> [WHAT THIS EXERCISE ASKS]:
1. Check each statement against the muzzleloader kills thread and mark it yes or no, quoting the exact words of the thread that settle it. (a) The opening post asks only for deer. (b) deast1988 took the deer with a 90-yard shot. (c) leoparddog calls the buck a big one.
2. From the muzzleloader kills thread, quote the part that begins with "Lets see your" and ends with "the woods up..".

> [DOCUMENT PASSAGE]:
__________________________________________________

# Muzzleloader Kills, 2016



## pse hunter

Lets see your kills for 2016...

Deer, Bear, Hog, Small Game, Varmints, Turkey or any other game taken with a smoke pole of any type.

have a great year and lets smoke the woods up..


----------



## bendback

*2016 Muzzleloader*

2016 Kansas Muzzleloader







[/URL][/IMG]


----------



## deast1988

Opening evening TC omega 100grs of 777 250gr Hornady SST
90yd shot the 9th deer I saw this eve.

[URL=http://s1275.photobucket.com/user/deast1988/media/9693C61F-8D6F-4C73-862C-7B2D0D87EC67_zpssn3z2gpm.jpg.html]
	
[/URL]


----------



## leoparddog

Got a buck on opening morning.  Not a big buck, but its meat in the freezer.

__________________________________________________

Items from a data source
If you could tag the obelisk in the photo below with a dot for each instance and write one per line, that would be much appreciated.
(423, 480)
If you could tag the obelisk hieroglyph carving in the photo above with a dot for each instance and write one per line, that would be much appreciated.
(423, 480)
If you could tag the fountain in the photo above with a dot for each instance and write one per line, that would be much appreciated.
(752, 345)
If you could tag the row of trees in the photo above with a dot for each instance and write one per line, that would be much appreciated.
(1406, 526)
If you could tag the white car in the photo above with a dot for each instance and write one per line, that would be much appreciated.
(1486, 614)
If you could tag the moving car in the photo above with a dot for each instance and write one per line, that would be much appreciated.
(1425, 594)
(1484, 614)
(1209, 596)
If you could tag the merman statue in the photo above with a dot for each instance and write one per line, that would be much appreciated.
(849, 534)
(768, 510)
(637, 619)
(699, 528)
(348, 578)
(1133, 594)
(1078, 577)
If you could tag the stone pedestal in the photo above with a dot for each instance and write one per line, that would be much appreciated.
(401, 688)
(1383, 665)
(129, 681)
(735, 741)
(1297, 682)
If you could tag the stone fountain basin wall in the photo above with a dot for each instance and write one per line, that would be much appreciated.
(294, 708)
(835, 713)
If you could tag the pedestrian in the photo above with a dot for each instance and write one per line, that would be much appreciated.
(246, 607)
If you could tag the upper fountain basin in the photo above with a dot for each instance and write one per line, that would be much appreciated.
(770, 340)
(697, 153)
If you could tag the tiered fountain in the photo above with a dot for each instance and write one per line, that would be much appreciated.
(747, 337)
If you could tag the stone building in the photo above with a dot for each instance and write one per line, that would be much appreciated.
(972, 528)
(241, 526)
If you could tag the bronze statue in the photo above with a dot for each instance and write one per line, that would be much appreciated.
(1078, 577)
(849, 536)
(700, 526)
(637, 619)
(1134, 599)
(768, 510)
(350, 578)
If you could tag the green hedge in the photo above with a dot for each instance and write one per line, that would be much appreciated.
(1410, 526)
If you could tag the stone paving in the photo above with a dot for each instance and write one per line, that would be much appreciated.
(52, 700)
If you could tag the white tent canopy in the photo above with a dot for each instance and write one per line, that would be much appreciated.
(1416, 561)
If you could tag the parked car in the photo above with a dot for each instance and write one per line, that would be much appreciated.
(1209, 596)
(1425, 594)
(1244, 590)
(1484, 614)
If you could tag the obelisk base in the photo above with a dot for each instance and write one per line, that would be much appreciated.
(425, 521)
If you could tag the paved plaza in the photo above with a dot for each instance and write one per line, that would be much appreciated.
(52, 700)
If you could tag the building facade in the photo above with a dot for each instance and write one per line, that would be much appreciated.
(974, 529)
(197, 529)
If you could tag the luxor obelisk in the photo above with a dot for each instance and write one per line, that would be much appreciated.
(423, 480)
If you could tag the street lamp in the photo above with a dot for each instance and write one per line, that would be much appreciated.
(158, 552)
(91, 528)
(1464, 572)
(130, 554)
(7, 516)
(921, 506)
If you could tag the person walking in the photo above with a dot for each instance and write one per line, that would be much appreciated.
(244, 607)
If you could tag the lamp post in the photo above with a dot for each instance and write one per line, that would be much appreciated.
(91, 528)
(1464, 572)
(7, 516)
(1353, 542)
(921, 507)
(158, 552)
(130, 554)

__________________________________________________

> [THE ANSWERS]:
1.
(a) No: "Deer, Bear, Hog, Small Game, Varmints, Turkey or any other game taken with a smoke pole of any type."
(b) Yes: "90yd shot the 9th deer I saw this eve."
(c) No: "Not a big buck, but its meat in the freezer."

2.
Lets see your kills for 2016...

Deer, Bear, Hog, Small Game, Varmints, Turkey or any other game taken with a smoke pole of any type.

have a great year and lets smoke the woods up..